- [Your goal]: Every entry that follows should be reproduced exactly.

_____

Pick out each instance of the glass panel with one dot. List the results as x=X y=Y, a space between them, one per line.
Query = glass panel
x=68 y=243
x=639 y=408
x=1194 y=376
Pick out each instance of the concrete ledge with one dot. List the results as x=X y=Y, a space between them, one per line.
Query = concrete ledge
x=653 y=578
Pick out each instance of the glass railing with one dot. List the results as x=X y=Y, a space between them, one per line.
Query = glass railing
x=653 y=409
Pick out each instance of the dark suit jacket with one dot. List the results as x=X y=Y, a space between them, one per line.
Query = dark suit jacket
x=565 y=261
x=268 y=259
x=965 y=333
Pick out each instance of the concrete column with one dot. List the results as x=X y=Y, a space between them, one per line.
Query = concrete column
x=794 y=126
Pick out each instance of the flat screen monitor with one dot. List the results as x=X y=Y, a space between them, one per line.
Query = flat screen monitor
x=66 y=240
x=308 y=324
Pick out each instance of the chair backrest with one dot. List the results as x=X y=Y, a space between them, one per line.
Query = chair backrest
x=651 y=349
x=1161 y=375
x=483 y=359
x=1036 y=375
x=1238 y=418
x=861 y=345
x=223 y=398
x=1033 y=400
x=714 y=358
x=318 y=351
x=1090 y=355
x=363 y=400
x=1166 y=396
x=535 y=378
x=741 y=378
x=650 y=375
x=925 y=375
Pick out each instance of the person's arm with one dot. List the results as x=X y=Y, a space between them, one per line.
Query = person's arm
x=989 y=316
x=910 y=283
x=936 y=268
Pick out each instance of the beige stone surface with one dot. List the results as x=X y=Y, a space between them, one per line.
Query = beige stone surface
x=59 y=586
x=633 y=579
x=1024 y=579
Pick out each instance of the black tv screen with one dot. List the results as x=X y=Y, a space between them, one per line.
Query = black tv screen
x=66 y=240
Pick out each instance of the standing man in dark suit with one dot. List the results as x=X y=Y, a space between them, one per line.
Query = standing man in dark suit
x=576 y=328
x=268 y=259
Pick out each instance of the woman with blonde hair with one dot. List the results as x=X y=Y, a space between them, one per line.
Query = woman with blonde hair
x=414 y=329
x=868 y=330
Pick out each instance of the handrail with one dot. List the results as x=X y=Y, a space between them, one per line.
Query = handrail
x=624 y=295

_____

- [Response to this exercise]:
Pick out each instance of the glass panel with one dot. List the results as x=X y=Y, a space between them, one per line.
Query = glass panel
x=68 y=243
x=639 y=408
x=1194 y=376
Pick out each instance of the concrete ledge with one dot. List the results as x=X y=Y, a space between them, one per line.
Query = concrete ledge
x=653 y=578
Pick out each instance of the glass railing with one dot. List the results as x=X y=Y, a space between them, one per line.
Query = glass railing
x=653 y=409
Pick out each instance of the dark suit jacket with one dot. List the results as x=X y=Y, a space between them, one per line.
Query = dark suit jacket
x=565 y=261
x=268 y=259
x=965 y=333
Pick out each instance of the concrete column with one dot. List the results as x=X y=Y, a space between them, one per line.
Query = concrete column
x=794 y=126
Pick out each instance of the flat screen monitor with one dot. List the results as x=X y=Y, a space between them, one per line.
Query = flat screen monitor
x=66 y=240
x=308 y=324
Pick out each instance of the chair backrest with one dot. List the results as x=X y=Y, a space between them, one per line.
Query = chair backrest
x=651 y=349
x=1161 y=375
x=483 y=359
x=1036 y=375
x=1238 y=418
x=861 y=345
x=223 y=398
x=1033 y=400
x=714 y=358
x=318 y=351
x=1090 y=355
x=363 y=400
x=1166 y=396
x=535 y=378
x=741 y=378
x=650 y=375
x=925 y=375
Pick out each instance of the person's arm with one dot. List the results as x=X y=Y, a space between them, one per line.
Query = person's arm
x=989 y=316
x=910 y=283
x=936 y=268
Pick out each instance of the beige stone surface with one dot. List the results as x=X y=Y, a space between them, one per line.
Query = beige stone surface
x=59 y=586
x=633 y=579
x=1024 y=579
Pick out each instance of the black tv screen with one dot. List the results as x=X y=Y, a space between them, one per line.
Query = black tv screen
x=66 y=240
Pick out each instance of the standing man in dark suit with one dot. List the results as x=X y=Y, a space between them, one per line.
Query = standing man in dark suit
x=576 y=328
x=268 y=259
Pick out each instance of the woman with blonde hair with one dot. List the results as x=X y=Y, a space between them, one per line.
Query = woman with blonde hair
x=414 y=329
x=868 y=330
Pick out each instance of the handrail with one dot. List the results as x=X y=Y, a space between them, one per line.
Query = handrail
x=624 y=295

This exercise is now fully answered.